Il Pizzo Rondenino risulta poco più di uno slanciato gendarme della cresta tra bocchetta di Podavit e Aga, se visto dalla conca del Calvi, ma dalla val d'Ambria è una signora montagna. La sua lunga parete di placche compatte è divisibile in tre settori. A destra il grande avancorpo che sale a saldarsi con la cresta nord, al centro una parete verticale e repulsiva che poggia su un grande zoccolo e, a sinistra, una lunghissima placconata che sale fino alla cresta con pendenze crescenti.
La nostra via sale, per 600 metri di dislivello verticale, lungo la parte destra della parete, con le maggiori difficoltà concentrate nei primi 200 metri, la variante, per poi proseguire con una lunga arrampicata piacevole e continua di secondo e terzo grado, superando 3 intagli, e infine saldandosi alla cresta principale a circa 80 metri dalla vetta del Rondenino.
Quello che ci attraeva di questa salita, trovata su 88 immagini per arrampicare e di cui nulla siamo riusciti a trovare in internet o da una ricerca in biblioteca (anche le guidi TCI la nominano ma non la descrivono) era appunto l'assoluta mancanza di notizie che promettevano una salita di ri-scoperta, l'ambiente in cui si svolgeva, uno dei tratti di Orobie meno battuti, il fatto di essere la parente piccola di una famosa cresta che ci attira molto e per cui questa era un "allenamento".
Quello che invece ci preoccupava era la qualità della roccia.
Diciamo subito che quest'ultimo aspetto ci ha piacevolmente sorpreso. Siamo oramai sgamati a decifrare il linguaggio dei Calegari in 88 Immagini. Roccia ottima = roccia buona, roccia buona = roccia molto delicata, roccia a tratti buona = roccia pessima a tratti decente ma delicata. E invece no: la roccia, nella parte della variante e in alto è decisamente buona per essere orobica. Nella parte centrale è più sfasciumata ma solo nei tratti dove si viaggia sul facile e appoggiato e, oggettivamente conviene andare slegati muovendo quindi quasi nulla.

RELAZIONE:

AVVICINAMENTO:
Dal rifugio Longo salire al passo di Cigola (m. 2485) su ottimo sentiero. Sul versante valtellinese il sentiero purtroppo sparisce tra sfasciumi e nevai. Abbassarsi come si può aggirando il grande sperone dell'Aga, fino a raggiungere il sentiero 1 e seguirlo in direzione della bocchetta di Podavitt. Rimontata una antica morena, la parete compare di colpo (e che colpo...).

# Righe di dati
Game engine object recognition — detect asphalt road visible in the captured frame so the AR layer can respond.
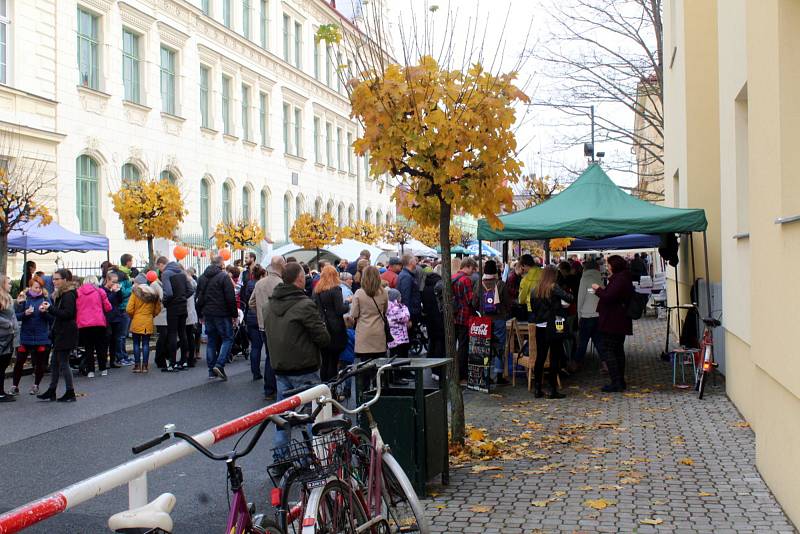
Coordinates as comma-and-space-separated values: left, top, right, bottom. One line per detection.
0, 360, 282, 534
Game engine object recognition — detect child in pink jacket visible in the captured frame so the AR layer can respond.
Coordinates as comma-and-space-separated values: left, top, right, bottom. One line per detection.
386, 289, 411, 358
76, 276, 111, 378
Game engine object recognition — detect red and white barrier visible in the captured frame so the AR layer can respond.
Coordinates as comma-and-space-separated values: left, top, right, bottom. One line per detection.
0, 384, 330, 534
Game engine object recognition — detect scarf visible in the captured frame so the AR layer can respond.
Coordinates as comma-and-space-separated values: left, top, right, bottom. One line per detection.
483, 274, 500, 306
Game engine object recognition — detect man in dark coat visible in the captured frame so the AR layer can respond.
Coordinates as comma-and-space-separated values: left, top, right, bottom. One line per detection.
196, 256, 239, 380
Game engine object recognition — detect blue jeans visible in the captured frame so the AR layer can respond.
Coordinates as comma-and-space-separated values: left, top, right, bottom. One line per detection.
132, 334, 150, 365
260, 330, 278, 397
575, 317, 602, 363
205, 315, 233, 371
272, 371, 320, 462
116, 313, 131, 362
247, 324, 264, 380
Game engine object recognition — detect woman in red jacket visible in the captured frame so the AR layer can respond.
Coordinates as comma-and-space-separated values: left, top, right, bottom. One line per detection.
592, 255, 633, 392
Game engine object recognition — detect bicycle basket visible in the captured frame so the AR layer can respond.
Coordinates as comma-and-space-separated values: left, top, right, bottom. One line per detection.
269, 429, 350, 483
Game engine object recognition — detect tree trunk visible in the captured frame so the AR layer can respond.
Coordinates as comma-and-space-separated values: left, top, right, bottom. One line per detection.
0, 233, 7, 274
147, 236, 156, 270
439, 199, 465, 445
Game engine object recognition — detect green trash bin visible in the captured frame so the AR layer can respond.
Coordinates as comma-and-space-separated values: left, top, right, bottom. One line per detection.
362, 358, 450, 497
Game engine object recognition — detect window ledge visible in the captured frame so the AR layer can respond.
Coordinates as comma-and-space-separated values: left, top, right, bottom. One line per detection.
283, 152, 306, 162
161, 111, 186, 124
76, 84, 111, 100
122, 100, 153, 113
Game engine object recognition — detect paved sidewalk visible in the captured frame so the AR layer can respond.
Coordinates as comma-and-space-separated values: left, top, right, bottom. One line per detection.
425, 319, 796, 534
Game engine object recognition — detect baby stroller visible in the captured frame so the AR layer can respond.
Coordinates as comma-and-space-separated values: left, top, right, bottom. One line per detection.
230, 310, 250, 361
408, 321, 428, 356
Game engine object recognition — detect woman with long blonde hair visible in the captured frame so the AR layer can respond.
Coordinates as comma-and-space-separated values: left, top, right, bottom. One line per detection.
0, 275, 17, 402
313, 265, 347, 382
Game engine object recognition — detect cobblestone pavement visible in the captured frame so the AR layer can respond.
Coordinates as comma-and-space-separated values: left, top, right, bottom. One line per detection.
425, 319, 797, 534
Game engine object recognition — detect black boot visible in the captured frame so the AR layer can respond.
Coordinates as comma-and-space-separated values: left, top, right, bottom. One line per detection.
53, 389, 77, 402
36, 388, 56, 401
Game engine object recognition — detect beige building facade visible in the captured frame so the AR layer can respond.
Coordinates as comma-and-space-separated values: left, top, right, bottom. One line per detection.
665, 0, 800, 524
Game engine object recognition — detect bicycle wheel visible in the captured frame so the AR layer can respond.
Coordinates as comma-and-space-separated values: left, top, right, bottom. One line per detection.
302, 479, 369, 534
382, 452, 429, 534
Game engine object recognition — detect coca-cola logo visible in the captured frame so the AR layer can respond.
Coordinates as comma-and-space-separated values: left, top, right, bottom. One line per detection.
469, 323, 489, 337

# Consegne
a – Copia dal brano sul Pizzo Rondenino la parte che si apre con le parole contenenti "Il Pizzo Rondenino" e si chiude con "con pendenze crescenti.".
b – Stabilisci se le affermazioni seguenti concordano con il brano sul Pizzo Rondenino: (i) la via sale lungo la parte sinistra della parete; (ii) le maggiori difficoltà si trovano nei primi 200 metri; (iii) dal rifugio Longo si sale al passo di Cigola su un ottimo sentiero. Per ciascuna rispondi sì o no e cita le parole del brano che lo decidono.
c – Riprendi il brano sul Pizzo Rondenino e proseguilo a partire dal punto in cui si interrompe.
I record non hanno alcun legame con il brano.

# Elenco risposte
a –
Il Pizzo Rondenino risulta poco più di uno slanciato gendarme della cresta tra bocchetta di Podavit e Aga, se visto dalla conca del Calvi, ma dalla val d'Ambria è una signora montagna. La sua lunga parete di placche compatte è divisibile in tre settori. A destra il grande avancorpo che sale a saldarsi con la cresta nord, al centro una parete verticale e repulsiva che poggia su un grande zoccolo e, a sinistra, una lunghissima placconata che sale fino alla cresta con pendenze crescenti.

b –
(i) No: "lungo la parte destra della parete".
(ii) Sì: "con le maggiori difficoltà concentrate nei primi 200 metri".
(iii) Sì: "Dal rifugio Longo salire al passo di Cigola (m. 2485) su ottimo sentiero".

c –
ATTACCO:
La relazione dice che si attacca nel punto più basso della cresta in corrispondenza di un grosso masso. Oggi questo non è più vero. Il grosso masso si trova circa 80 metri più in alto e a destra del punto più basso.

SALITA:
Dal masso salire per 30 metri sul placche compatte e appoggiate. Poi si sale su terreno più verticale per circa 100 metri. Traversare qualche metro a sinistra fino a un poco marcato diedro e risalirlo giungendo in un tratto più appoggiato al termine del quale fare sosta (fessura ben chiodabile).
Dalla sosta salire verticalmente per il muretto che la sovrasta (sembra più facile da sotto) arrivando su terreno più appigliato. Risalire il filo di cresta fino a uno spigolo verticale. Io qui mi sono spostato a sinistra su una liscia placca appoggiata "a libro" a 3/4 della quale ho fatto sosta su 2 chiodi e un BD verde. Tiro non difficile ma io, in 30 metri, non ho trovato punti per protezioni affidabili.
Dalla sosta alzando lo sguardo si vede un grosso chiodo ad anello, poco sopra c'è un secondo chiodo Cassin meno visibile. E' il tratto chiave della salita. Purtroppo la roccia si è deteriorata per cui nessuno dei due chiodi è davvero affidabile e la fessura in cui è infisso il chiodo ad anello si sta aprendo. Questo complica un po' le cose perchè c'è da fare un passo delicato e molto aereo, su protezioni psicologiche e roccia non buona. Fatto il passo tuttavia le difficoltà si esauriscono, si procede fino a quando possibile e si fa sosta.
Da questo momento si procede su terreno più facile, seguendo il filo di cresta e giungendo a 2 piccoli intagli che obbligano a riabbassarsi di qualche metro. La roccia peggiora in questo tratto e conviene slegarsi per non muovere sassi.
Dopo il secondo intaglia si affronta un breve muretto ben appigliato e si ricominciano a trovare passaggi di III° grado più frequenti. La roccia migliora nuovamente. Si prosegue senza passaggi obbligati fino a un terzo più marcato intaglio dove l'avancorpo si salda alla cresta. SI scende per una ventina di metri e poi si ricomincia salire o per solide placche fessurate o per diedri e caminetti, mai difficili, tenendosi dapprima nettamente a sinistra della cresta per poi riavvicinarsi progressivamente.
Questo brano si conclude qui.